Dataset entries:
..............................
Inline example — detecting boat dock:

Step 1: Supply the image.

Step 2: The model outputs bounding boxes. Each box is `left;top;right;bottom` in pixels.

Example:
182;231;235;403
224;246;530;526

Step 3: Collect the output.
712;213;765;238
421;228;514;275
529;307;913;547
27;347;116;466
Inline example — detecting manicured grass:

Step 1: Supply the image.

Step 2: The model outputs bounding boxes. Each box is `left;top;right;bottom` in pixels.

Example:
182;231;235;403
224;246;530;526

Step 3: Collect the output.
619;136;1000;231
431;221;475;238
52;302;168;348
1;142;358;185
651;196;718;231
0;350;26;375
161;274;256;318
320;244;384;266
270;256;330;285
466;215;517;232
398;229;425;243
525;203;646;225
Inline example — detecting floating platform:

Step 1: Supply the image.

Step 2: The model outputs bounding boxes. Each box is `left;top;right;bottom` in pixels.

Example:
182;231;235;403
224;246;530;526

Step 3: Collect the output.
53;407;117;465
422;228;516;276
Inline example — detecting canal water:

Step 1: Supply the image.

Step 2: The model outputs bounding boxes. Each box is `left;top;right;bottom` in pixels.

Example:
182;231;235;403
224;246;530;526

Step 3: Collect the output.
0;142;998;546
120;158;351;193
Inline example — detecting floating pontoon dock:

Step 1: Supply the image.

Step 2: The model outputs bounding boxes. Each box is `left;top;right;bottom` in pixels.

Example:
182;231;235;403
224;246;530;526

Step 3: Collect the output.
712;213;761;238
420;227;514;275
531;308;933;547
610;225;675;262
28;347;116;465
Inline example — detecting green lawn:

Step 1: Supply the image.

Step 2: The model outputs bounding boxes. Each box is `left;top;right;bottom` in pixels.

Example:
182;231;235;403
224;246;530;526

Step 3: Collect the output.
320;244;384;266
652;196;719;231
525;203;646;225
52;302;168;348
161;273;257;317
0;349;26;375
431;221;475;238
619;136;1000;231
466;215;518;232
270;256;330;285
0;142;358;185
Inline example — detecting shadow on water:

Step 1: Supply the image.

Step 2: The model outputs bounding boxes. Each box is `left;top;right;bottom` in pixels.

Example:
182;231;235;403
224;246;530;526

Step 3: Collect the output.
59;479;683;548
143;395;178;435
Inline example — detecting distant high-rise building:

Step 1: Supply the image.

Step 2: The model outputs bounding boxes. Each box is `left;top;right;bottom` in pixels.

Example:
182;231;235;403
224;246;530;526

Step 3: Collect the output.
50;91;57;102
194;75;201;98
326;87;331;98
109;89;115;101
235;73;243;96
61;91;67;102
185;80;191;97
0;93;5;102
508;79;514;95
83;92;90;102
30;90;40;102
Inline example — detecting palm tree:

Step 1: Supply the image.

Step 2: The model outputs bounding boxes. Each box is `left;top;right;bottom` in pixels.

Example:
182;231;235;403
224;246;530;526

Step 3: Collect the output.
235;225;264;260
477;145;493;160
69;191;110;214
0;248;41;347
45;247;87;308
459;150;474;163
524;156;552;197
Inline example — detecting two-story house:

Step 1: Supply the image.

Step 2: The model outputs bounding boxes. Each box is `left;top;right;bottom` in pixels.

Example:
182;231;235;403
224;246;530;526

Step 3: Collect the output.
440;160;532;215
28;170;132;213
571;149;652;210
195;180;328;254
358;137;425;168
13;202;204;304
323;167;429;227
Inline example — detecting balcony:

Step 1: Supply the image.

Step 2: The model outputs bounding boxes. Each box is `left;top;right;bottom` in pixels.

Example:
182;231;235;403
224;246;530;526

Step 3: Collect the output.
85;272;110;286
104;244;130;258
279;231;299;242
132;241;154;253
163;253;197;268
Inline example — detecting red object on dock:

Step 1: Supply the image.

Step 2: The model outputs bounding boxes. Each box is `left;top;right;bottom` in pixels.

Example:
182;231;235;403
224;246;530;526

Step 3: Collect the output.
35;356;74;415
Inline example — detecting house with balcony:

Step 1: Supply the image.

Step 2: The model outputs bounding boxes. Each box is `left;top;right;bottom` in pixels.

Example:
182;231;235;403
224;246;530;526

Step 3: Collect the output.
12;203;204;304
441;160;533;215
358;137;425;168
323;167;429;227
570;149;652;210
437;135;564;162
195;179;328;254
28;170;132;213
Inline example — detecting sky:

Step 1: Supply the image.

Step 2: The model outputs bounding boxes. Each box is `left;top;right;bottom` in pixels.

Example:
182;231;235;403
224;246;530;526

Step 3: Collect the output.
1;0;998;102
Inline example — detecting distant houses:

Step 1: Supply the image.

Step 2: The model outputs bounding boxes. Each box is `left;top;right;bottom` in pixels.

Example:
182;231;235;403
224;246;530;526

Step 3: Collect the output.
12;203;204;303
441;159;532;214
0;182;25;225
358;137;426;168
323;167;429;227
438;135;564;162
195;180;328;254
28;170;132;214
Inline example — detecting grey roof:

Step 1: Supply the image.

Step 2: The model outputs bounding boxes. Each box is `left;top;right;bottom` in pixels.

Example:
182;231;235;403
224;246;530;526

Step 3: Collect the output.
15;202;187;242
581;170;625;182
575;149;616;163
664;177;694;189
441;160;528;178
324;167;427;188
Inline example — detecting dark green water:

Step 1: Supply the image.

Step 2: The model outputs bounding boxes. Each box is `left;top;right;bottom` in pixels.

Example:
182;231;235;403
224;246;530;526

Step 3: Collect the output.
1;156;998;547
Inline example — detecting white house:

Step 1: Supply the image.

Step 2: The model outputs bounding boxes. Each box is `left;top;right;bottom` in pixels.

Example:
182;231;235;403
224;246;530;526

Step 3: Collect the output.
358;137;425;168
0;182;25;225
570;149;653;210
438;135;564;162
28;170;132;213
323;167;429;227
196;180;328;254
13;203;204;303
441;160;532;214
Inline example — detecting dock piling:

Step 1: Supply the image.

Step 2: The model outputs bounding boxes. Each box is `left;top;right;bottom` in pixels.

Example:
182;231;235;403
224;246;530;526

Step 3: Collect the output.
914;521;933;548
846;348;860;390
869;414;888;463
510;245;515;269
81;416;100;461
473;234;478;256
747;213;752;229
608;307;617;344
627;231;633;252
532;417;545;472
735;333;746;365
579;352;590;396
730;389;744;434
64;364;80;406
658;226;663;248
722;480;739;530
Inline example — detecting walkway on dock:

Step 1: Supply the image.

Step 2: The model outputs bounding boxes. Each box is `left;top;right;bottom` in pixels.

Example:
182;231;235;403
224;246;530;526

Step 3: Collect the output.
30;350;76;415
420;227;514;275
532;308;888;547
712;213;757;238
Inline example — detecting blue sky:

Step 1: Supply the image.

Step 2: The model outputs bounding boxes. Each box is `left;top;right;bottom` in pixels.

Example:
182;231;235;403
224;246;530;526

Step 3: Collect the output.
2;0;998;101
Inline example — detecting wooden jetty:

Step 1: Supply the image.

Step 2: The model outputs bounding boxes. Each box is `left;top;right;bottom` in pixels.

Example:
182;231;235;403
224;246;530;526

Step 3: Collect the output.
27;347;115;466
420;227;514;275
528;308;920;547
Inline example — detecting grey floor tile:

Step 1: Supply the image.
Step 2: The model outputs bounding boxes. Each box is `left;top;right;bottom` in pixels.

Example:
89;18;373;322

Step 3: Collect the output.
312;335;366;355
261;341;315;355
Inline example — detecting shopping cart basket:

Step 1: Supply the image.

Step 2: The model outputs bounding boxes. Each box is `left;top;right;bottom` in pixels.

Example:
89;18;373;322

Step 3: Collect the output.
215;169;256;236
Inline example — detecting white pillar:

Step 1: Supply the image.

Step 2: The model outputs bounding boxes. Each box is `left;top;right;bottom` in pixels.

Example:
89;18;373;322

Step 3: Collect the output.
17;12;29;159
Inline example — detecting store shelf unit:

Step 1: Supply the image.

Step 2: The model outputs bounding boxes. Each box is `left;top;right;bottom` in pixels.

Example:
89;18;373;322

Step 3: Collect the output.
..............................
# Prompt
Figure out how many lines above include the string "grey", then report that number and nothing else.

# Answer for the task
2